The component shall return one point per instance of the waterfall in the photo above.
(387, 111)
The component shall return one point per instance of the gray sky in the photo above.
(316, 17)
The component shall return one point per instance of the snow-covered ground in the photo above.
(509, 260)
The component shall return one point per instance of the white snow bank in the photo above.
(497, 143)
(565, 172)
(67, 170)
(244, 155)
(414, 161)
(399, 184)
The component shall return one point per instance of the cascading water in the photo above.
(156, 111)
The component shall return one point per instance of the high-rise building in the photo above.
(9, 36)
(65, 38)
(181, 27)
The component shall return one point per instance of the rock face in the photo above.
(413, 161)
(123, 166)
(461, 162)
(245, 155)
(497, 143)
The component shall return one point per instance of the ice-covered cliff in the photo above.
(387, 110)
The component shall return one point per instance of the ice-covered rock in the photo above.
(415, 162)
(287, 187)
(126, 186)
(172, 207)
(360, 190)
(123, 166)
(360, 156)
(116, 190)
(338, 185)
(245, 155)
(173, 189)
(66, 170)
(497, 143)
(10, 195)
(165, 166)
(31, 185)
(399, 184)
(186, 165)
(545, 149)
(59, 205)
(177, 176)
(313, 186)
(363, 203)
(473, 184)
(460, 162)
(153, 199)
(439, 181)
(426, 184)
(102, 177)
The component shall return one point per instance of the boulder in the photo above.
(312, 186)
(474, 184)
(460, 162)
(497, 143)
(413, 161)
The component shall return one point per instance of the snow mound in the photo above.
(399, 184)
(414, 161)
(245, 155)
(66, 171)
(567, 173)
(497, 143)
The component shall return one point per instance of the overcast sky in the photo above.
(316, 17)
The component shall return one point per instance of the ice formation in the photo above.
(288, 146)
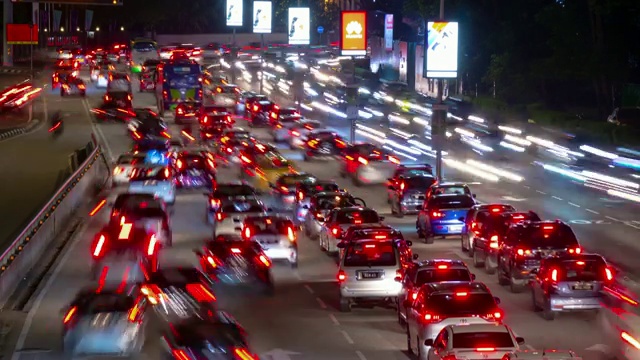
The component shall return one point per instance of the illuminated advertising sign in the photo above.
(353, 29)
(262, 12)
(388, 32)
(234, 12)
(441, 50)
(299, 26)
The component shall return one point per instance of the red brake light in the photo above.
(630, 340)
(70, 314)
(200, 293)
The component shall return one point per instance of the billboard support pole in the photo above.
(440, 118)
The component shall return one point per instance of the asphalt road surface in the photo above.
(32, 163)
(301, 321)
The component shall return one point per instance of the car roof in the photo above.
(474, 328)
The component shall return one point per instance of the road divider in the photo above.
(28, 247)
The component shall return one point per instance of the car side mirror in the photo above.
(428, 342)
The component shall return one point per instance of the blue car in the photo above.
(443, 215)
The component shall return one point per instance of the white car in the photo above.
(300, 130)
(231, 214)
(339, 220)
(154, 180)
(473, 342)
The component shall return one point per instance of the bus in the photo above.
(141, 50)
(176, 82)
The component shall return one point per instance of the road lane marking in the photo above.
(360, 355)
(44, 291)
(347, 337)
(321, 303)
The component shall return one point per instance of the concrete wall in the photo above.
(203, 39)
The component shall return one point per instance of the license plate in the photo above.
(370, 275)
(583, 287)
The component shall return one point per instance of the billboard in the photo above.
(22, 34)
(234, 12)
(388, 32)
(299, 26)
(262, 12)
(441, 50)
(353, 33)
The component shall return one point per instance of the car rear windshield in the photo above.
(370, 253)
(539, 237)
(463, 304)
(267, 226)
(233, 190)
(419, 182)
(358, 216)
(242, 207)
(108, 303)
(427, 276)
(474, 340)
(451, 202)
(579, 270)
(295, 179)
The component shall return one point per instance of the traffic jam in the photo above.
(246, 156)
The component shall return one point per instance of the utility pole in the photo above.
(438, 127)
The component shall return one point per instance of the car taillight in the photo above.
(523, 252)
(630, 340)
(153, 245)
(97, 250)
(576, 250)
(69, 316)
(493, 244)
(432, 318)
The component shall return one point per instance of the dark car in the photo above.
(526, 244)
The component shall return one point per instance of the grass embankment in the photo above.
(587, 128)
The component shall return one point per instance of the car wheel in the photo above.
(345, 305)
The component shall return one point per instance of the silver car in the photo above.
(367, 272)
(104, 322)
(473, 342)
(232, 212)
(438, 305)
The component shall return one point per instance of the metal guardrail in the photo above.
(27, 249)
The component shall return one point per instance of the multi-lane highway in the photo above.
(301, 321)
(32, 163)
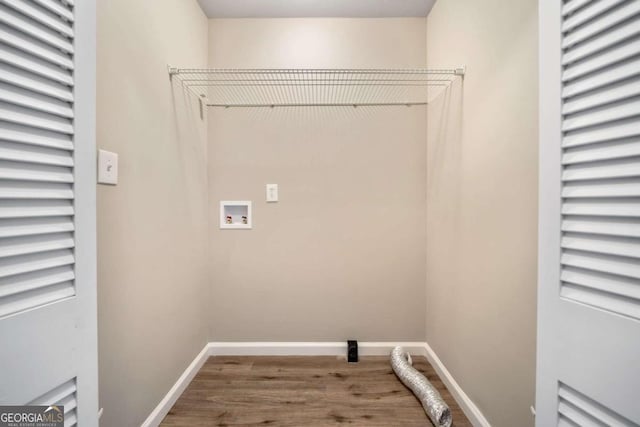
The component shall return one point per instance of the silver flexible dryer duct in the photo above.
(433, 404)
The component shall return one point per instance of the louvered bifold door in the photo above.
(46, 198)
(589, 276)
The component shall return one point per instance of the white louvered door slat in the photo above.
(589, 301)
(47, 206)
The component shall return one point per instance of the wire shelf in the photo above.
(314, 87)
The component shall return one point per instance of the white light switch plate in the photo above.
(107, 167)
(272, 192)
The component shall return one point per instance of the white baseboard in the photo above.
(313, 349)
(309, 348)
(155, 418)
(469, 408)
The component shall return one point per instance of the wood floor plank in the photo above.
(303, 391)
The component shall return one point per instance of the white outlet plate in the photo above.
(272, 192)
(107, 167)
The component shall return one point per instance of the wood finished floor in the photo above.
(303, 391)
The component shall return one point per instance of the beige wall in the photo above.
(152, 267)
(482, 203)
(342, 254)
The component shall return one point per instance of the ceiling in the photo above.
(315, 8)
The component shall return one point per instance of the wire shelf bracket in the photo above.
(307, 87)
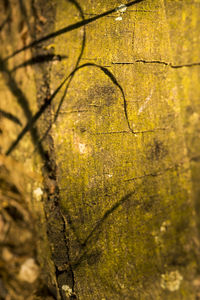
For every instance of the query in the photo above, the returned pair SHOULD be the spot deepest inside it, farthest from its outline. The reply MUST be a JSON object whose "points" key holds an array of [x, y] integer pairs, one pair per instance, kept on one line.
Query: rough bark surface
{"points": [[121, 148]]}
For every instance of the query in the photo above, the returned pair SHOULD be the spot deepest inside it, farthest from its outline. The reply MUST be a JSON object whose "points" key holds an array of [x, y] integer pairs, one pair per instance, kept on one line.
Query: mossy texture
{"points": [[124, 165]]}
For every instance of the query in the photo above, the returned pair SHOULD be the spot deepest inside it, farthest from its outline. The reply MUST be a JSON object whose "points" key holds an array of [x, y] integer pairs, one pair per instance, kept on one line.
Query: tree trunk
{"points": [[108, 96]]}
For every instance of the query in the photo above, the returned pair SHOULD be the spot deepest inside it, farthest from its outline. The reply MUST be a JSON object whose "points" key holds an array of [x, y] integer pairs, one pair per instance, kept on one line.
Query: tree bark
{"points": [[110, 95]]}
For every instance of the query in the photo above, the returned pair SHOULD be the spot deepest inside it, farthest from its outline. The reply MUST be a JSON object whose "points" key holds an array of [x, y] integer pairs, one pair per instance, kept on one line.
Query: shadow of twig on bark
{"points": [[69, 28]]}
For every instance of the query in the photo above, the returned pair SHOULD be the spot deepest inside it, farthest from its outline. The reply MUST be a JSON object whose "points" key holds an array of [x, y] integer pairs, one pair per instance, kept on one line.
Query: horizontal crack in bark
{"points": [[157, 62]]}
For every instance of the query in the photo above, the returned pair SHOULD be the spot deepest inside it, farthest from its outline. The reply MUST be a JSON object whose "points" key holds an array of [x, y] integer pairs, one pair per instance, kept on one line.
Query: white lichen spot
{"points": [[145, 103], [118, 19], [121, 8], [38, 193], [6, 254], [82, 148], [165, 225], [67, 290], [29, 271], [171, 281]]}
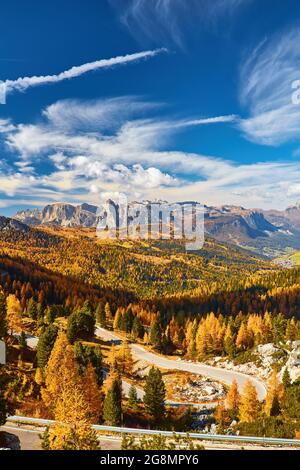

■ **PROMPT**
Copy out, in full, each line above that contains the string "shelf".

■ **WRITTEN RESPONSE**
The component shall return one point per instance of the wire shelf in the photo above.
The component shall return one point per instance of the wire shelf bracket in the photo above.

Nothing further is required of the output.